- **Exercise**:
Without changing anything, set down every line shown below.

(Point-per-instance localization data)
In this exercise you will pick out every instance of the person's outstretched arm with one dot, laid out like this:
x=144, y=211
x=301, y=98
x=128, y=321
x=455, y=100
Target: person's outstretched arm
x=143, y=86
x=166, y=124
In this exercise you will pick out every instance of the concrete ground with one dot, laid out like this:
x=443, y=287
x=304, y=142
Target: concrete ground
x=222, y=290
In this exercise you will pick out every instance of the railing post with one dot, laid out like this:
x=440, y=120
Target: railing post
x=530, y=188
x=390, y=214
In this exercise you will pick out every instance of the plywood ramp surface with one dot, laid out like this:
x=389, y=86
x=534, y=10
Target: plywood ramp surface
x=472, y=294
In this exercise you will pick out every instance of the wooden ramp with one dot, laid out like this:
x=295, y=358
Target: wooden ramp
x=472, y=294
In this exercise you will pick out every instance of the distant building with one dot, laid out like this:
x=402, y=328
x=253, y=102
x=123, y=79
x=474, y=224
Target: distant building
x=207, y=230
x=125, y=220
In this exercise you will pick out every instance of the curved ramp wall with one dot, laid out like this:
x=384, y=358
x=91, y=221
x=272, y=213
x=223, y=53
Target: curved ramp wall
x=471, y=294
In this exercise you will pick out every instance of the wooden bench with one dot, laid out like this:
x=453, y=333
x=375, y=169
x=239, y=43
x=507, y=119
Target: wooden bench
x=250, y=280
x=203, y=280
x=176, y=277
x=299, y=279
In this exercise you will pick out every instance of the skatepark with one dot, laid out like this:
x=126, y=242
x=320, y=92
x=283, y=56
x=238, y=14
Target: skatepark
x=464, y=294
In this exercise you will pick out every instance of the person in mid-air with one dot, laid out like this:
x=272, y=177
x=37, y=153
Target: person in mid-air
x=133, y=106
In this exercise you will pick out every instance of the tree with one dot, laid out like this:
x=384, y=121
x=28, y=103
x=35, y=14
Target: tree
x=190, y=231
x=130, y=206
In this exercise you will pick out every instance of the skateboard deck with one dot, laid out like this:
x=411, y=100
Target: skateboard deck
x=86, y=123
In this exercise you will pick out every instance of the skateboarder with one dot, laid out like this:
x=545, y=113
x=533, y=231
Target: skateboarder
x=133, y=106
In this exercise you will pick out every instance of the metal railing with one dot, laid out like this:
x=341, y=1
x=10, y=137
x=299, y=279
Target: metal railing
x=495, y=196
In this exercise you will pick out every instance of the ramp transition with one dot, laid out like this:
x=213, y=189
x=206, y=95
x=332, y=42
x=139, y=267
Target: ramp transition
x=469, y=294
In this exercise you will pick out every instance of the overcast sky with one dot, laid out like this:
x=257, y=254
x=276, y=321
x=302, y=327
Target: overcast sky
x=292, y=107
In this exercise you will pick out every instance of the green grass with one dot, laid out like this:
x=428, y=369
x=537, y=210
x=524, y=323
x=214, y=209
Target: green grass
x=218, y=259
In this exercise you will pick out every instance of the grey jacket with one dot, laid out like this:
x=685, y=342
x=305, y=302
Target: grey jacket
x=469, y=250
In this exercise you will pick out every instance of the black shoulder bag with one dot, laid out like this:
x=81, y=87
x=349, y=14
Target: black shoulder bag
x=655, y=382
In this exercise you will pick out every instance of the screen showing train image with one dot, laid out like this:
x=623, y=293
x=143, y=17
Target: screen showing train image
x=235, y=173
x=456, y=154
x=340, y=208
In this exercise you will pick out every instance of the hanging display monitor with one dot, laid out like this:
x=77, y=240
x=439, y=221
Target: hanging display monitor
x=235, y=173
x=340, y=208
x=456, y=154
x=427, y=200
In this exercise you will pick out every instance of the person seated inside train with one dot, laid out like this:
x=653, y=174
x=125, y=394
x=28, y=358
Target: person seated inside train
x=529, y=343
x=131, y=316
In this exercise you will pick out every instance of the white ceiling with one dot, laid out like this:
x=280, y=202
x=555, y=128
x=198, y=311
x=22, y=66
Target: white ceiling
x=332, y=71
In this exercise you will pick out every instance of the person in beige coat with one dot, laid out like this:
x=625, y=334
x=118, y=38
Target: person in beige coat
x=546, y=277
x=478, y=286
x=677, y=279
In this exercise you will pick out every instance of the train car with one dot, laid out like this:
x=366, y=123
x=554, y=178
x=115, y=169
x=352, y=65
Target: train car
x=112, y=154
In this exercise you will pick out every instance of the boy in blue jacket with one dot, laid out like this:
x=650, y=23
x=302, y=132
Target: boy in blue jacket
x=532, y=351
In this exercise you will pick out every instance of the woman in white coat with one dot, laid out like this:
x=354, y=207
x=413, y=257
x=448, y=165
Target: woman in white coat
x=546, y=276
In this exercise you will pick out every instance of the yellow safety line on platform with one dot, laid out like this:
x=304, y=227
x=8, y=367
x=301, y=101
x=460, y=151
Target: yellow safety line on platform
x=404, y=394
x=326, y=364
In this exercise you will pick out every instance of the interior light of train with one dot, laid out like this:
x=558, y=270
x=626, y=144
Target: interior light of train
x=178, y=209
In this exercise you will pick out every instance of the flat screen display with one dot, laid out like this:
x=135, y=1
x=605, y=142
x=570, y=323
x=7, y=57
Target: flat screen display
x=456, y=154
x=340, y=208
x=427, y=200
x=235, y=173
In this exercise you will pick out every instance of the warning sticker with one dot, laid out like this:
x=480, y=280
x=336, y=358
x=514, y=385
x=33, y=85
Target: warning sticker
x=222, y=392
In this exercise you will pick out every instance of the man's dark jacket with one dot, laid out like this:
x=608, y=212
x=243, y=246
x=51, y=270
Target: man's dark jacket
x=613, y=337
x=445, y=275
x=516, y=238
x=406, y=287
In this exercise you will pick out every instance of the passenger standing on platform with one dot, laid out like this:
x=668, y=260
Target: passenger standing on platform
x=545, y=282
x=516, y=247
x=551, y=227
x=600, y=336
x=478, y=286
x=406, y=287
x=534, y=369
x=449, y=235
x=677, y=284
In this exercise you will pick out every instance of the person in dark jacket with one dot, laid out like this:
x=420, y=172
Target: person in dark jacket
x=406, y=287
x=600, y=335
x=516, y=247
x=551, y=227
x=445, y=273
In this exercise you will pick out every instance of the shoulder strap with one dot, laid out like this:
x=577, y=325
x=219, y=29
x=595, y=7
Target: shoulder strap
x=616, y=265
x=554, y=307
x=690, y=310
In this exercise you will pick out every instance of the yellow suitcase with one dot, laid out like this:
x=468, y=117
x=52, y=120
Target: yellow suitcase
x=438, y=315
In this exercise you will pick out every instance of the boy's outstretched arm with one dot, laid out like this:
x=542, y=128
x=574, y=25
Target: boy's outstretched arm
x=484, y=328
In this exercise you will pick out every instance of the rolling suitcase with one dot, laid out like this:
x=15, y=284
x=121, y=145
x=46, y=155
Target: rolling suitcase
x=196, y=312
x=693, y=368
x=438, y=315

- **Task response**:
In this exercise you will pick out every instance of the person's outstretched arm with one dot, laid out like this:
x=144, y=211
x=301, y=98
x=128, y=321
x=455, y=100
Target: person's outstretched arm
x=143, y=86
x=166, y=124
In this exercise you will pick out every instance of the concrete ground with one dot, laid out like this:
x=443, y=287
x=304, y=142
Target: concrete ground
x=222, y=290
In this exercise you will pick out every instance of the railing post with one dot, laid out like this:
x=440, y=120
Target: railing post
x=530, y=188
x=390, y=214
In this exercise you will pick out every instance of the plywood ramp surface with one dot, laid out like this:
x=389, y=86
x=534, y=10
Target: plywood ramp surface
x=472, y=294
In this exercise you will pick out every instance of the wooden ramp with one dot, laid out like this:
x=295, y=358
Target: wooden ramp
x=472, y=294
In this exercise you will pick out every instance of the distant building with one dot, laid out like this:
x=402, y=328
x=253, y=102
x=123, y=79
x=474, y=224
Target: distant building
x=207, y=230
x=125, y=220
In this exercise you will pick out every instance of the curved ramp wall with one dot, laid out like this:
x=384, y=358
x=91, y=221
x=272, y=213
x=223, y=53
Target: curved ramp wall
x=471, y=294
In this exercise you will pick out every instance of the wooden bench with one dot, laid out like this:
x=453, y=333
x=375, y=169
x=239, y=43
x=507, y=119
Target: wooden bench
x=250, y=280
x=203, y=280
x=176, y=277
x=299, y=279
In this exercise you will pick out every instance of the skatepark with one dot, laid out like this:
x=126, y=242
x=320, y=92
x=283, y=56
x=238, y=14
Target: skatepark
x=464, y=294
In this exercise you will pick out every instance of the person in mid-air with one dot, laid out like this:
x=272, y=177
x=37, y=153
Target: person in mid-air
x=133, y=106
In this exercise you will pick out every instance of the tree with one dot, laid out like this:
x=384, y=121
x=28, y=103
x=35, y=14
Target: tree
x=190, y=231
x=130, y=206
In this exercise you will pick out every instance of the skateboard deck with one dot, laid out like this:
x=411, y=100
Target: skateboard deck
x=86, y=123
In this exercise you will pick out every instance of the skateboarder with one dot, laid out like this:
x=545, y=113
x=533, y=231
Target: skateboarder
x=133, y=106
In this exercise you will pick out every instance of the metal railing with one dot, laid out like this:
x=341, y=1
x=10, y=137
x=299, y=279
Target: metal railing
x=495, y=196
In this exercise you will pick out every instance of the ramp transition with one dot, laid out like this:
x=213, y=189
x=206, y=95
x=332, y=42
x=139, y=267
Target: ramp transition
x=469, y=294
In this exercise you will pick out every instance of the overcast sky with one dot, laid out like this:
x=257, y=254
x=276, y=321
x=302, y=327
Target: overcast sky
x=292, y=107
In this exercise you will pick out every instance of the green grass with one dot, laid out like this:
x=428, y=369
x=537, y=210
x=524, y=323
x=214, y=209
Target: green grass
x=218, y=259
In this exercise you will pick out every instance of the grey jacket with one dot, laid out like this:
x=685, y=342
x=305, y=302
Target: grey jacket
x=469, y=250
In this exercise you will pick out every instance of the black shoulder bag with one dot, laid out like this:
x=81, y=87
x=349, y=14
Target: black shoulder bag
x=655, y=382
In this exercise you will pick out every instance of the screen showing train image with one dot, laid out like this:
x=623, y=293
x=143, y=17
Target: screen showing train image
x=235, y=173
x=456, y=154
x=340, y=208
In this exercise you will pick out every instance of the hanging display monitor with one dot, laid out like this:
x=77, y=240
x=439, y=221
Target: hanging display monitor
x=235, y=173
x=340, y=208
x=456, y=154
x=427, y=200
In this exercise you will pick out every instance of the person seated inside train with one dot, laid out like this:
x=653, y=174
x=125, y=394
x=28, y=358
Target: person seated inside train
x=529, y=343
x=131, y=316
In this exercise you will pick out every instance of the white ceiling with one dot, laid out like this:
x=280, y=202
x=555, y=128
x=198, y=311
x=22, y=66
Target: white ceiling
x=332, y=71
In this exercise you will pick out every instance of the person in beige coat with one dot, laid out like this:
x=625, y=334
x=118, y=38
Target: person in beige coat
x=546, y=277
x=478, y=286
x=677, y=279
In this exercise you will pick out every instance of the train car with one dot, laid out like this:
x=366, y=123
x=554, y=178
x=115, y=169
x=352, y=65
Target: train car
x=112, y=154
In this exercise you will pick out every instance of the boy in blue jacket with one dot, laid out like this:
x=650, y=23
x=302, y=132
Target: boy in blue jacket
x=532, y=351
In this exercise you will pick out every instance of the woman in white coat with one dot, laid out like this:
x=354, y=207
x=413, y=257
x=448, y=165
Target: woman in white coat
x=546, y=276
In this exercise you will pick out every instance of the yellow safety line on platform with one dot, laid out like this:
x=304, y=227
x=8, y=367
x=301, y=101
x=460, y=151
Target: yellow safety line on platform
x=404, y=394
x=326, y=364
In this exercise you will pick out every instance of the interior light of train with one dot, laid out like this:
x=558, y=270
x=626, y=144
Target: interior light of train
x=178, y=209
In this exercise you will pick out every instance of the flat screen display with one dot, laid out like this:
x=135, y=1
x=605, y=142
x=570, y=323
x=7, y=57
Target: flat screen display
x=456, y=154
x=340, y=208
x=427, y=200
x=235, y=173
In this exercise you will pick out every instance of the warning sticker with one dot, laid out like this:
x=480, y=280
x=336, y=358
x=514, y=385
x=33, y=85
Target: warning sticker
x=222, y=392
In this exercise you will pick out every instance of the man's dark jacket with one dot, laid out like this:
x=608, y=212
x=243, y=246
x=51, y=270
Target: man's dark jacket
x=613, y=337
x=445, y=275
x=516, y=238
x=406, y=287
In this exercise you will pick out every instance of the passenger standing on platform with one dot, laid out like this:
x=668, y=260
Target: passenger standing on platform
x=545, y=282
x=516, y=247
x=551, y=227
x=600, y=336
x=478, y=286
x=406, y=287
x=534, y=369
x=449, y=235
x=677, y=284
In this exercise you will pick out every instance of the person in dark jacket with one dot, laid out like this:
x=420, y=172
Target: person in dark jacket
x=406, y=287
x=600, y=335
x=516, y=247
x=551, y=227
x=445, y=273
In this exercise you will pick out every instance of the shoulder strap with one dot, laid out like this:
x=577, y=325
x=219, y=29
x=595, y=7
Target: shoulder strap
x=616, y=265
x=554, y=307
x=690, y=310
In this exercise you will pick out every instance of the yellow suitcase with one dot, laid out like this:
x=468, y=117
x=52, y=120
Target: yellow suitcase
x=438, y=315
In this exercise you will pick out every instance of the boy's outstretched arm with one dot, laid out like this:
x=542, y=128
x=574, y=25
Target: boy's outstretched arm
x=484, y=328
In this exercise you will pick out every instance of the rolling suitcase with one dot, laid out like this:
x=15, y=284
x=121, y=145
x=46, y=155
Target: rolling suitcase
x=196, y=312
x=693, y=368
x=438, y=315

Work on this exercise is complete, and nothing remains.